• _STATED TASK_:
Can you rewrite each line from the one containing "the white whiteboard." through the one containing "x=380, y=306" in full, adding 86 to every x and y coordinate in the points?

Object pointing dataset lines
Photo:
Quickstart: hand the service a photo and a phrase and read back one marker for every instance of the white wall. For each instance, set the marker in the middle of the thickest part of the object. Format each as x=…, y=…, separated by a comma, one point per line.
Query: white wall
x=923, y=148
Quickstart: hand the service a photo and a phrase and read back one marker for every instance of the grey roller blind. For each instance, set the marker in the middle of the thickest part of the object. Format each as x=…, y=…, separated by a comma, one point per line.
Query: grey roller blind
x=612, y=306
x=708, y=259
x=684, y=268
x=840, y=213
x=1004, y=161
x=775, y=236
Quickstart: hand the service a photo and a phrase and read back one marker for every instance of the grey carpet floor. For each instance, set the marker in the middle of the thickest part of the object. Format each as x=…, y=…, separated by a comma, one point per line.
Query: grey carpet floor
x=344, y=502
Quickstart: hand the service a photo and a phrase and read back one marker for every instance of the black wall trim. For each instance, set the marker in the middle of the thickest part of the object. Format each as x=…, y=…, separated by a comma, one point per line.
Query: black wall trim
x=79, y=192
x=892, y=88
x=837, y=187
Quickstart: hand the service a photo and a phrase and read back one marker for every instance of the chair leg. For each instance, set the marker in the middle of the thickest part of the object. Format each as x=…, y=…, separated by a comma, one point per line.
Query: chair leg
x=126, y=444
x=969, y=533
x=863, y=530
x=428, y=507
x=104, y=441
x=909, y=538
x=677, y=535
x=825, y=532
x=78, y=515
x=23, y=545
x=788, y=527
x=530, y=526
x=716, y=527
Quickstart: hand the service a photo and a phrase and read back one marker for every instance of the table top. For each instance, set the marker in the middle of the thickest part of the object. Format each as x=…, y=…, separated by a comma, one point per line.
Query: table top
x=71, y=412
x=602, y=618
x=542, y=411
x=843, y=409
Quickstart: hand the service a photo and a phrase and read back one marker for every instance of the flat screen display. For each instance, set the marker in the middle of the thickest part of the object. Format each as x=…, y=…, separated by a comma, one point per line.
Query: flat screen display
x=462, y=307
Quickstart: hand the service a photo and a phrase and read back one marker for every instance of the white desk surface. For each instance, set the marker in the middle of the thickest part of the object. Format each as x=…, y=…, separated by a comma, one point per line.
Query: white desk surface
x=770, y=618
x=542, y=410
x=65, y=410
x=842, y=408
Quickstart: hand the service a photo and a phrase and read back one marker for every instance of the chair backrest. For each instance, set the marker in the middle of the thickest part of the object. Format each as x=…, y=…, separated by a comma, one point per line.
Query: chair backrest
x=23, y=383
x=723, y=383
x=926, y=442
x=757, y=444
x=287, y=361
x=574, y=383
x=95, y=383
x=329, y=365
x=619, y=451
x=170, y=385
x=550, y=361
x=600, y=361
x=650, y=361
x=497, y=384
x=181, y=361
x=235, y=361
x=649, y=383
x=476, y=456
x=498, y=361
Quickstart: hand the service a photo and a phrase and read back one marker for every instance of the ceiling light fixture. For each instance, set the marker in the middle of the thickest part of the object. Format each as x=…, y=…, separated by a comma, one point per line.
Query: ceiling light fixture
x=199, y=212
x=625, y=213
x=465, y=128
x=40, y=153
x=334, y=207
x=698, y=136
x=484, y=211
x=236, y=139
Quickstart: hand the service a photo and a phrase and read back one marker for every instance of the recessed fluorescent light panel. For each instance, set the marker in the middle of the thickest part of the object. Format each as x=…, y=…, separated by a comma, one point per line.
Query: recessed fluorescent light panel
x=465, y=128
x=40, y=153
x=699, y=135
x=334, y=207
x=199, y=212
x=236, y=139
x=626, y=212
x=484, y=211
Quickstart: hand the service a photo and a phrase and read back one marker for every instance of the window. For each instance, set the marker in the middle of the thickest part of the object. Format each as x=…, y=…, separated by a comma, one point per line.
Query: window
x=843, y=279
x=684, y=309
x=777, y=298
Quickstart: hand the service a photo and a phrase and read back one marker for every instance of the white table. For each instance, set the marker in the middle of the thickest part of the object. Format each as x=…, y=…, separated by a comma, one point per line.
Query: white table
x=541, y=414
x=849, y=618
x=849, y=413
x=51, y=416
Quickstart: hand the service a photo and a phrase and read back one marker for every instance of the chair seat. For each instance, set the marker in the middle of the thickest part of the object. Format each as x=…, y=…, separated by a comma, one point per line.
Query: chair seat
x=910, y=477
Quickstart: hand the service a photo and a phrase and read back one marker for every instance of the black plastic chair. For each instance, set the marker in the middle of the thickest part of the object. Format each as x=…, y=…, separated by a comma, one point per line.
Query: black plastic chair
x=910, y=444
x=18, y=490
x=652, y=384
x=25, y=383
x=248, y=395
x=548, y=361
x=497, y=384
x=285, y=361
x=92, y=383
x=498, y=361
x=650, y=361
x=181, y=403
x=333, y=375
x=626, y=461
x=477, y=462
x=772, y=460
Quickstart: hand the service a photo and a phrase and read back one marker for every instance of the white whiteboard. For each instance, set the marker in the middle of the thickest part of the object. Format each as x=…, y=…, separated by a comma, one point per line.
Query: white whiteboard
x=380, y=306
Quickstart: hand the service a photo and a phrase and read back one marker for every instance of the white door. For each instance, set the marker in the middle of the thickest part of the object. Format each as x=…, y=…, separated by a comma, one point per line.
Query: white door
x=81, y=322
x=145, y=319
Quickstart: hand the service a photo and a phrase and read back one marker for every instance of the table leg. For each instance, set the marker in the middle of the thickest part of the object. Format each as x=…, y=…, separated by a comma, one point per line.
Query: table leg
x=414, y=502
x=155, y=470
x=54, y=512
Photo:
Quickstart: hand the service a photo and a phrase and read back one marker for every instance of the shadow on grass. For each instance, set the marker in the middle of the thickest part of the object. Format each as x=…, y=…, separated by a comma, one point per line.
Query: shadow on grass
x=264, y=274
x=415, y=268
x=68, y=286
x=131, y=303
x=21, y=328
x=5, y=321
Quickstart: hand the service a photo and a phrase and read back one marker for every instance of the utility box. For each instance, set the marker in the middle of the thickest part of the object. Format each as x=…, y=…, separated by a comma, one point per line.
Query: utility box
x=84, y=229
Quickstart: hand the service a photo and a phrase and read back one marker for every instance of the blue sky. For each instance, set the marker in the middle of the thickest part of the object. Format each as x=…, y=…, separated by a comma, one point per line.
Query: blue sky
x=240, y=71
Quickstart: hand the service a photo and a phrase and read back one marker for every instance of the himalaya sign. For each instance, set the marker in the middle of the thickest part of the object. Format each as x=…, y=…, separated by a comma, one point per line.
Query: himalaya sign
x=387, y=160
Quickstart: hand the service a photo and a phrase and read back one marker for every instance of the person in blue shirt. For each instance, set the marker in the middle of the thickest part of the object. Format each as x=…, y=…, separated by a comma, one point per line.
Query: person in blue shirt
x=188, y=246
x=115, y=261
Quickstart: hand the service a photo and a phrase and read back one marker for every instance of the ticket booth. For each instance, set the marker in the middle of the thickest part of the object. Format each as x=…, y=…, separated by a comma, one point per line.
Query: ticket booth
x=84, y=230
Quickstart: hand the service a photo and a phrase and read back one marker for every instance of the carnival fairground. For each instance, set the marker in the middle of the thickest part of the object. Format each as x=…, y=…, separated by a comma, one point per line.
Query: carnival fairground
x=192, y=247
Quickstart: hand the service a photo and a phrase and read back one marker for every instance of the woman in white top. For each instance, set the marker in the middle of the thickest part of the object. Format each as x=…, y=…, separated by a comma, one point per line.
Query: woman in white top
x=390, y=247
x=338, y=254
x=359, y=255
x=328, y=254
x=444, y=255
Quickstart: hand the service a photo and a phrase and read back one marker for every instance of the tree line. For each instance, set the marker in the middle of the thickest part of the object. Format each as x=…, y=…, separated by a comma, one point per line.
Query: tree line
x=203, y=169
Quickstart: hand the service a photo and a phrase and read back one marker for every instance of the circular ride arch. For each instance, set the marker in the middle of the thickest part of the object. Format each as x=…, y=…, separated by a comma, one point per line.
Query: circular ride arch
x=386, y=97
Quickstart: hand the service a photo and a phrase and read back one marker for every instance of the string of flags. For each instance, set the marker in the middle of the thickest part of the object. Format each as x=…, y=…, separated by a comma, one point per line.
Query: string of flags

• _SOLVED PROBLEM_:
Quickstart: hand the service a photo and a phrase and read back one marker for every instance of the white whiteboard. For each instance, set the marker in the middle of the thickest part of the object. Format each as x=…, y=…, separated by a comma, one point per line.
Query: white whiteboard
x=466, y=392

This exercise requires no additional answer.